— Exercise aim —
Write out every item below word for word, changing nothing.

— Data for this exercise —
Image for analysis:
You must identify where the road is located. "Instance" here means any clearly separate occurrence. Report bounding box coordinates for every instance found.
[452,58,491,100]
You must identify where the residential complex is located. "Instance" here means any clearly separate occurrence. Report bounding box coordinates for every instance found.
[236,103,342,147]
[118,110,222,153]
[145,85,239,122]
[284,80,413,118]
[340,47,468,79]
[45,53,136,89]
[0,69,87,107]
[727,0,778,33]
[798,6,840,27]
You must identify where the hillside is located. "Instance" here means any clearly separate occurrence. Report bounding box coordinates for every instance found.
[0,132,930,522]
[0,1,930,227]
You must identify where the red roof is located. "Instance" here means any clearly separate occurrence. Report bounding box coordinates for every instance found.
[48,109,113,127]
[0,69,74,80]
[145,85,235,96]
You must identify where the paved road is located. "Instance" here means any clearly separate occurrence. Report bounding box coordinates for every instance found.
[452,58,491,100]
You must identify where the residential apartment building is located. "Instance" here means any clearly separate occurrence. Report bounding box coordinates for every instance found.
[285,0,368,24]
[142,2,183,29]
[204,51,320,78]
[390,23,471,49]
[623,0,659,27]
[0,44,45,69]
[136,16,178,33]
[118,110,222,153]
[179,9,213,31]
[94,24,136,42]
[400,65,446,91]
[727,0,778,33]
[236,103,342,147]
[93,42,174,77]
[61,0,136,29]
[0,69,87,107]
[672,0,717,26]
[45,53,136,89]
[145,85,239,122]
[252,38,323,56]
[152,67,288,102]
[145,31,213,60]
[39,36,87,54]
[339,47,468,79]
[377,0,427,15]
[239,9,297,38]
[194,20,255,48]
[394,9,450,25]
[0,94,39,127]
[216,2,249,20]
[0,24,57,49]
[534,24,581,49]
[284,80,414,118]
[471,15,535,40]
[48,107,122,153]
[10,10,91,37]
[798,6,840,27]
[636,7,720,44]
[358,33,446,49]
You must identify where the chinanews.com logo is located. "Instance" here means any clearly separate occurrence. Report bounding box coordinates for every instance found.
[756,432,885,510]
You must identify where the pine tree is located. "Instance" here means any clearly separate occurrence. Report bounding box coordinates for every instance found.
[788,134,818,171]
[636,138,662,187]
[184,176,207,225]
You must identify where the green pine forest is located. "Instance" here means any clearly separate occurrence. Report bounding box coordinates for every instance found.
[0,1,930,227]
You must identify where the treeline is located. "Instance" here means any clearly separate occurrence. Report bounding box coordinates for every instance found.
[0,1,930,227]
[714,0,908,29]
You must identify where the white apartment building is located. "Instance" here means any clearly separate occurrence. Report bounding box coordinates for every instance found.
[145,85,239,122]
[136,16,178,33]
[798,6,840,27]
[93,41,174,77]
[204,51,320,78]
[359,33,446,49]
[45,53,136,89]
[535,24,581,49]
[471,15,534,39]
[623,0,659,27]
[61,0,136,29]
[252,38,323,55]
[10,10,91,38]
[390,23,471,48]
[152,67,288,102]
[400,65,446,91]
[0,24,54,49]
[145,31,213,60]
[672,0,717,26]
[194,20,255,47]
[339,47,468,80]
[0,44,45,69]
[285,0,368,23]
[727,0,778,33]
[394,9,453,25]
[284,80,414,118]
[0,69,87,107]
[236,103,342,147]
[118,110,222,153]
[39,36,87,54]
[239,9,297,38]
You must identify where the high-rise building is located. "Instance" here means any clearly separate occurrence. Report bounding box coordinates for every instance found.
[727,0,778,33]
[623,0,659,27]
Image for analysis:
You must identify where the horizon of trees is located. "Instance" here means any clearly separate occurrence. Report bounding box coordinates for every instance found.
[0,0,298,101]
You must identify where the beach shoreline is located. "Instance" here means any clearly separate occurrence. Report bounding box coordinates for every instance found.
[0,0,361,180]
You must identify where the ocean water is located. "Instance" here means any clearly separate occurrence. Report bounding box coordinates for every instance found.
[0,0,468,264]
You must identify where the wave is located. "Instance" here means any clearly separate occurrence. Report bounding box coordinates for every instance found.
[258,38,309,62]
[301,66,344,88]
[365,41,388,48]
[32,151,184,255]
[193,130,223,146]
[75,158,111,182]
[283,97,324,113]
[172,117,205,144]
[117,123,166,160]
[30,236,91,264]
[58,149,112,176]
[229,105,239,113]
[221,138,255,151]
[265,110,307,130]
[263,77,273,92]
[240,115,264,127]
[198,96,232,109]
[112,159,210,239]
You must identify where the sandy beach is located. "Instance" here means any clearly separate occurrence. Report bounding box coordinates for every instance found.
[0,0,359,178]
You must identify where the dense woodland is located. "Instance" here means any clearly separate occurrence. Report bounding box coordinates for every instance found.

— Answer to this task —
Image for analysis:
You must identify where the road is located. "Instance" here means any clearly separate occurrence. Report bounding box coordinates for every instance found.
[452,58,491,100]
You must identify where the residential complex is located. "Instance" here means any clearly separate occurrence. Report bounding box coordinates for every instance found.
[236,103,342,147]
[118,110,222,153]
[145,85,239,122]
[284,80,413,118]
[340,47,468,79]
[45,53,136,89]
[0,69,87,107]
[727,0,778,33]
[798,6,840,27]
You must identify where the hillside is located. "Instance" here means any clearly separate occurrence. Report bounding box coordinates for every instance found.
[0,132,930,522]
[0,1,930,227]
You must identify where the red roof is located. "Instance" here means any clearly separate occurrence. Report bounding box coordinates for every instance found.
[48,109,113,127]
[0,69,74,80]
[145,85,235,96]
You must identify where the paved road is located. "Instance" here means any clearly separate occurrence. Report bounding box coordinates for every instance found.
[452,58,491,100]
You must identify where the residential apartment building is located. "Instance" here means any clearly separate occurrence. Report bounding box coordinates for every instance found.
[285,0,368,24]
[142,2,183,29]
[204,51,320,78]
[390,23,471,49]
[623,0,659,27]
[0,44,45,69]
[136,16,178,33]
[118,110,222,153]
[179,9,213,31]
[94,24,136,42]
[400,65,446,91]
[727,0,778,33]
[236,103,342,147]
[93,42,174,77]
[61,0,136,29]
[0,69,87,107]
[672,0,717,26]
[45,53,136,89]
[145,85,239,122]
[252,38,323,56]
[152,67,288,102]
[145,31,213,60]
[39,36,87,54]
[339,47,468,79]
[377,0,427,15]
[239,9,297,38]
[194,20,255,48]
[394,9,450,25]
[0,94,39,127]
[216,2,249,20]
[0,24,57,49]
[534,24,581,49]
[284,80,414,118]
[471,15,535,40]
[48,107,122,153]
[10,10,91,37]
[798,6,840,27]
[636,7,720,44]
[358,33,446,49]
You must identify where the chinanews.com logo is located. "Instance" here means any clearly separate occurrence. Report bounding box coordinates for every instance found.
[756,432,885,510]
You must identify where the pine tree is located. "Instance" here means any clearly separate occurrence. Report bounding box coordinates for every instance found.
[788,134,818,171]
[636,138,662,187]
[184,176,207,225]
You must identify where the green pine forest is located. "Instance" here means any clearly separate occurrence. Report bounding box coordinates for every instance found.
[0,1,930,227]
You must identify where the treeline is located. "Instance" here means any clearly separate occurrence. Report bounding box coordinates for every instance found.
[0,1,930,227]
[714,0,908,29]
You must identify where the white apartment building is located. "Instance" here means any clearly separate occurrence. Report bounding box coordinates for every instance found.
[145,85,239,122]
[136,16,178,33]
[798,6,840,27]
[93,41,174,77]
[204,51,320,78]
[359,33,446,49]
[45,53,136,89]
[535,24,581,49]
[471,15,534,39]
[623,0,659,27]
[61,0,136,29]
[252,38,323,55]
[10,10,91,38]
[390,23,471,48]
[152,67,288,102]
[400,65,446,91]
[0,24,54,49]
[145,31,213,60]
[672,0,717,26]
[194,20,255,47]
[339,47,468,80]
[0,44,45,69]
[285,0,368,23]
[727,0,778,33]
[394,9,453,25]
[284,80,414,118]
[0,69,87,107]
[236,103,342,147]
[118,110,222,153]
[39,36,87,54]
[239,9,297,38]
You must identify where the high-rise building is located. "Instance" here means any clearly separate occurrence. Report bounding box coordinates for every instance found.
[727,0,778,33]
[623,0,659,27]
Image for analysis:
You must identify where the horizon of trees is located. "Instance" here means any clearly separate occurrence. Report bounding box coordinates for every instance found.
[0,0,298,101]
You must identify where the beach shoreline is located. "Instance" here means any clearly separate occurrence. Report bounding box coordinates for every instance found.
[0,0,361,180]
You must identify where the ocean water is located. "Instance" here means any clearly separate occurrence. Report bounding box coordinates for every instance found.
[0,0,468,264]
You must identify where the wave is located. "Instance" here means any clearly separate occurrence. Report bounding box coordinates for every instance found.
[258,38,309,62]
[301,66,344,88]
[365,41,388,48]
[32,151,184,255]
[193,130,223,146]
[75,158,111,182]
[283,97,324,113]
[172,117,205,144]
[117,123,166,160]
[30,236,91,264]
[58,149,112,176]
[229,105,239,113]
[221,138,255,151]
[265,110,307,130]
[263,77,273,92]
[240,115,264,127]
[198,96,232,109]
[112,159,210,239]
You must identify where the sandy beach is located. "Instance" here means any clearly separate occurrence. Report bounding box coordinates for every instance found.
[0,0,359,178]
You must identify where the dense woodland is located. "Instance" here means any clearly separate occurrence. Report bounding box coordinates for every instance found.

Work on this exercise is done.